[Dataset rows showing where objects appear]
=======

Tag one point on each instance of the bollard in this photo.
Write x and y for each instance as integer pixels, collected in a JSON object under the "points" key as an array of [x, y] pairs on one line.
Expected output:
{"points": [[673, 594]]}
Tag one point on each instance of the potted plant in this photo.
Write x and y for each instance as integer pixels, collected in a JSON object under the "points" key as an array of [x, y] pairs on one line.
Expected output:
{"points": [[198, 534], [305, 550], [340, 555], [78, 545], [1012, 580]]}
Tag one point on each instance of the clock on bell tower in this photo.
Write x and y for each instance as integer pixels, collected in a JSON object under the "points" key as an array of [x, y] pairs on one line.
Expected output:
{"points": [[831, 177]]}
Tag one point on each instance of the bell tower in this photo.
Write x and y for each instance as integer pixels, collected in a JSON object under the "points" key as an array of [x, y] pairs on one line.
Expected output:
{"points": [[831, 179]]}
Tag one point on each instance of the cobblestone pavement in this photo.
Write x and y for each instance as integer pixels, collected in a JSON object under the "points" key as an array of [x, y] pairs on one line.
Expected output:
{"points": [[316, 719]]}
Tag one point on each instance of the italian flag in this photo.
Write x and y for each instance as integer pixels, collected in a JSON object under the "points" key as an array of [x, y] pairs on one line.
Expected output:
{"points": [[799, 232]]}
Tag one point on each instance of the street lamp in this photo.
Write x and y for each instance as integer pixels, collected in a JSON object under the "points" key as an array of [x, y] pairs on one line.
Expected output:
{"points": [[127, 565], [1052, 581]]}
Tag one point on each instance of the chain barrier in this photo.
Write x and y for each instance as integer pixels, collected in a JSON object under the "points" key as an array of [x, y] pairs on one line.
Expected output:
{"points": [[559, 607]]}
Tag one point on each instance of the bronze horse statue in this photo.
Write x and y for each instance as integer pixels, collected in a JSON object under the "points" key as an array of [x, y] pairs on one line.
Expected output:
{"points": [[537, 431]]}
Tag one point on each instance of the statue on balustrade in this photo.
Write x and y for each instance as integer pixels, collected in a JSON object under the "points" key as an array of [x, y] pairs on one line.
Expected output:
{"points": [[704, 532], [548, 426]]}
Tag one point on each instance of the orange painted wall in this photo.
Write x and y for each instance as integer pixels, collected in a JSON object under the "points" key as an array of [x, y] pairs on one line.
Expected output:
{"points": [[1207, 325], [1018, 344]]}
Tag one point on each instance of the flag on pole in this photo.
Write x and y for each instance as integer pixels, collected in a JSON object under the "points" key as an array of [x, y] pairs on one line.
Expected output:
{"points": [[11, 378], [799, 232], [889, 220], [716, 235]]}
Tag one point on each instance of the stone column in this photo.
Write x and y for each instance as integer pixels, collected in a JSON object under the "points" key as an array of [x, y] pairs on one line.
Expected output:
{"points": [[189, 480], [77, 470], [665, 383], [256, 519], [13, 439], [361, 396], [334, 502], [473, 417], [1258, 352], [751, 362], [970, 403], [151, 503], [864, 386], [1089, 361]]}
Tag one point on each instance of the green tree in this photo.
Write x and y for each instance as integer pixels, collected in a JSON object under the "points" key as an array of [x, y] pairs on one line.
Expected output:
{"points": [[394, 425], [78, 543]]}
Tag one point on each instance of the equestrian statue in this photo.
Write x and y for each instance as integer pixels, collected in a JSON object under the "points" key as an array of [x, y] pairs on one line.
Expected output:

=======

> [Exercise objective]
Repeat all of the rows above line for line, with no changes.

> [Full answer]
Tag one point on each instance of the bollard in this photo.
Write x and y for each instance as integer pixels, collected in a JSON object under the "points" key as an array of [x, y] pairs on one line.
Expected output:
{"points": [[673, 594]]}
Tag one point on each instance of the potted plant in this photo.
Write x and y for each instance as integer pixels, collected in a JSON object under the "points" key as an array of [x, y] pairs on one line.
Expected output:
{"points": [[198, 534], [305, 550], [340, 555], [78, 545], [1012, 580]]}
Tag one point on each instance of the clock on bell tower in this photo.
Write x and y for each instance as integer pixels, collected in a JSON object under the "points" key as an array of [x, y] pairs on one line.
Expected output:
{"points": [[831, 177]]}
Tag one point on each instance of the bell tower in this photo.
Write x and y for each instance as integer pixels, collected in a JSON object under the "points" key as an array of [x, y] pairs on one line.
Expected output:
{"points": [[831, 179]]}
Tag one point on each instance of the cobblestone pavement in this photo.
Write x and y for each instance as integer pixels, collected in a JSON object under the "points" key as an array of [x, y] pairs on one line.
Expected output:
{"points": [[316, 719]]}
Tag one point on each instance of the italian flag in this photo.
Write x and y for each instance as integer pixels, collected in a JSON object under the "points" key as an array of [x, y] pairs on one line.
Expected output:
{"points": [[799, 232]]}
Tag one point on each instance of the street lamp in this photo.
Write x and y for each instance as integer pixels, collected in a JSON object under the "points" key as an array of [x, y] pairs on one line.
Expected output:
{"points": [[127, 565], [1052, 581]]}
Tag one point on each instance of the chain barrier in this photo.
Write x and y for each instance as integer pixels, collected in a JSON object under the "points" key as an array of [x, y] pairs on one line.
Expected output:
{"points": [[559, 607]]}
Tag one point on each instance of the bronze horse statue in this photo.
Write x and y for each instance as integer pixels, collected in a JSON object under the "points" key as an array of [x, y] pairs on one line.
Expected output:
{"points": [[537, 431]]}
Tag one point on each instance of the statue on balustrade in this photo.
Write x and y for each instance as integer pixels, collected in a JSON object under the "points" key as an array of [x, y] pairs on one line.
Expected output:
{"points": [[704, 532], [548, 426]]}
Tag one point on each instance of the orange painted wall in this photo.
Write x and y for each instance as integer pixels, collected in a JSON object under the "points" key as an array of [x, y] pairs on one line.
Expected output:
{"points": [[1207, 325], [1018, 344]]}
Tag one point on each instance of the flag on pole in this photo.
Write x and y for each instance as integer pixels, collected in a JSON object under the "points" key as an array of [x, y] pairs on one line.
Expected output:
{"points": [[11, 378], [799, 232], [889, 220], [716, 235]]}
Tag one point on each instance of the stone column in this photo.
Write x and y for each instance as integer pixels, collected in a JSON object under the "points" key as an array of [x, y] pairs on one line.
Expected output:
{"points": [[189, 480], [77, 470], [665, 383], [256, 519], [13, 439], [361, 396], [334, 502], [473, 417], [1258, 352], [751, 362], [970, 403], [151, 503], [864, 386], [1089, 361]]}
Tag one point on each instance of the green tree in this photo.
Write x and y for each instance as integer pixels, collected in a JSON object under the "points" key as an array of [x, y] pairs on one line.
Expected output:
{"points": [[394, 425], [78, 543]]}
Tag one point on each instance of the equestrian statue in this photo.
Write x and y for each instance as integer pixels, collected in a JSON object under the "points" key as an array of [x, y] pairs on one line.
Expected output:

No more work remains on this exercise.